Dans le silence des déplacements, il y a toujours le corps des autres, compatissants parfois et, un temps ça apaise quand s’exprime cette gratitude de la compassion fraternelle. Mais la déliquescence de l’amour est celle des corps. On perd d’abord le corps de l’autre, puis on se perd en perdant l’amour et le corps ne sait plus se diriger. Le rouge est alors la couleur de cet incendie que l’amour a d’abord allumé, puis celui du corps supplicié. Toutes les nuances du rouge se créent alors dans l’énumération progressive et langagée, dans l’éclatement des veines, dans l’éparpillement des mots dans toute leur brutalité martiale.

Les errances se ternissent de rouge, « en touchant le vermillon on se salit de rouge », peut-être celui de la folie où conduit la passion. Ce n’est pas elle qui se tue de cet amour perdu, c’est lui qui « se tient là à chaque coin de rue pour cogner son âme. Il est là à chaque angle pour l’étrangler. »

Il y a dans ce récit-poème, toute une recherche dans l’évocation d’images. Ainsi par exemple, la géographie des lieux laisse une place majoritaire à la capitale. Elle traverse Paris au rythme de son cœur vagabond, vide, vidé qui se fatigue de tant de silence mais Paris traverse le récit plaquant comme un motif récurrent, le visage de l’amant.

Et par exemple, l’émotion du souvenir se lit dans l’image de la Tour Eiffel et du Sacré cœur qui « s’ombrent et s’embrasent… juste avant que tout s’embrase et sombre ».

L’animal comme la fleur ou l’arbre a sa place privilégiée dans le récit, la nature est partout présente au milieu des « belles choses » qu’il faut savoir trouver et regarder. Le corps épouserait volontiers une autre forme pour s’extraire de cet envahissement de la douleur. « Si elle était un animal, elle serai un okapi » ou encore « elle serait un zèbroïde. Un croisement entre un zèbre et une jument. Elle serait zhorse ».
▬▬▬
> [Consigne donnée]:
Résumez le texte fourni en trois phrases. Les items proviennent d'une autre source que le texte fourni.

> [Données enregistrées]:
▬▬▬
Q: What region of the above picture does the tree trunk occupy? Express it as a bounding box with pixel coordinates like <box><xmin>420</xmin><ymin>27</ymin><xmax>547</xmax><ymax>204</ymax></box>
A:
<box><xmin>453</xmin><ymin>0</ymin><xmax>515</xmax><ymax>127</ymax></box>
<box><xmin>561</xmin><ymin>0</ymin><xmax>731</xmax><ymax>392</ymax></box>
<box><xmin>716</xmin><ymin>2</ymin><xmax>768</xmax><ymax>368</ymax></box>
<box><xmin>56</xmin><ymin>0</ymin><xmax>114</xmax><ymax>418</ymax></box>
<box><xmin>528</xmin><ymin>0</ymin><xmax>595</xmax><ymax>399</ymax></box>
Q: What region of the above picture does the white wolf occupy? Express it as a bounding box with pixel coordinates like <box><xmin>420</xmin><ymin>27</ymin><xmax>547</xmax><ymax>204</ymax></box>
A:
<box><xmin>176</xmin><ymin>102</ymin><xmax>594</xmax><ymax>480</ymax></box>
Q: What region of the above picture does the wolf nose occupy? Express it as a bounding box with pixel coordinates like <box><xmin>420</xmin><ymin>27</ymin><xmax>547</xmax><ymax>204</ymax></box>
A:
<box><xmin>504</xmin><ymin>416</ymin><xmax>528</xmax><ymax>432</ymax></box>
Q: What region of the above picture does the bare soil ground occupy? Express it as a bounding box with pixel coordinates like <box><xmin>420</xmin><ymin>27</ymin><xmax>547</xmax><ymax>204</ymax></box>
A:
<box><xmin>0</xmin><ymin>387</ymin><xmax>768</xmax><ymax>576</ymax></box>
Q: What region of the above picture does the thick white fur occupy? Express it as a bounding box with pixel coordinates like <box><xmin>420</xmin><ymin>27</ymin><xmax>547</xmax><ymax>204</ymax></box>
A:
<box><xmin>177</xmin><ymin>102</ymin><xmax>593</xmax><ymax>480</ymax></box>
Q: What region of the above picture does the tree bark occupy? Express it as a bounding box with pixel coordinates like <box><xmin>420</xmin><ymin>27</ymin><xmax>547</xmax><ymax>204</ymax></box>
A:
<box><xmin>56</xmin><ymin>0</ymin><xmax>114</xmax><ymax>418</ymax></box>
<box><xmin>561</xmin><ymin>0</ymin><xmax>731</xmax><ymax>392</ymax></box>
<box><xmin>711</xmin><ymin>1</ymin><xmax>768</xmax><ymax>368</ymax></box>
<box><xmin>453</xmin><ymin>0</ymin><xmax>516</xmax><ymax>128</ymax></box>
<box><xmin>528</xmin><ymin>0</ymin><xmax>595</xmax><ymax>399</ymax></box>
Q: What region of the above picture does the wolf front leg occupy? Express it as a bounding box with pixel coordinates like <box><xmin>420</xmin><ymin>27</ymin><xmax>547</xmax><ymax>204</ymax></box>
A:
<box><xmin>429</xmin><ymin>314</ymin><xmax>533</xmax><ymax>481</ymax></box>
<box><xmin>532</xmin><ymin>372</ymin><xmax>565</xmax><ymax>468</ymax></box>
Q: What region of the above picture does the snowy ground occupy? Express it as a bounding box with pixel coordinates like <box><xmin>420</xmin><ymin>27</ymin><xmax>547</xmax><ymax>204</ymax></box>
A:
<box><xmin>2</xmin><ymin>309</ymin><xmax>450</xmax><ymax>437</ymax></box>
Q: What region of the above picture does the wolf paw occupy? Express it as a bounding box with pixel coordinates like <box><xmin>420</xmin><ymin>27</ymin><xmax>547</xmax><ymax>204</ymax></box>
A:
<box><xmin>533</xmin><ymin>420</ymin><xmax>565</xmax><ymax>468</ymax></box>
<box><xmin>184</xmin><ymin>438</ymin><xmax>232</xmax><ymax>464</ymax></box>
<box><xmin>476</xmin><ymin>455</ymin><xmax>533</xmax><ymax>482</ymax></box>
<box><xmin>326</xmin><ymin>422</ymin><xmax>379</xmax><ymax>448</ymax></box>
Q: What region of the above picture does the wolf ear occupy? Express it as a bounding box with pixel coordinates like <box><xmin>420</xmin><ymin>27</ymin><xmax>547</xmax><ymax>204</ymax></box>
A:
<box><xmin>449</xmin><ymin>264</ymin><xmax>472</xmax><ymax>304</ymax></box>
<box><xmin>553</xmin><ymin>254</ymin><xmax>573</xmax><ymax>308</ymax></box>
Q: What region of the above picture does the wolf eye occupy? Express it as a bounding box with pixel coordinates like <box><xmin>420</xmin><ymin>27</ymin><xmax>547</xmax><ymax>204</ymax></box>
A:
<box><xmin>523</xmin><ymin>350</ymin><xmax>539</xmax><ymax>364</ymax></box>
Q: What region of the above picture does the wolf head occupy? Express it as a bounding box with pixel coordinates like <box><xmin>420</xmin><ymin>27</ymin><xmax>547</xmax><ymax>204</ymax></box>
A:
▬▬▬
> [Réponse attendue]:
Le texte associe la perte de l'amour à une déliquescence des corps, le rouge figurant d'abord l'incendie allumé par l'amour, puis le corps supplicié. Il présente ce récit-poème comme une recherche dans l'évocation d'images, où Paris, traversé au rythme d'un cœur vagabond, ramène sans cesse le visage de l'amant. La nature y occupe aussi une place privilégiée, et le corps épouserait volontiers une forme animale pour échapper à l'envahissement de la douleur.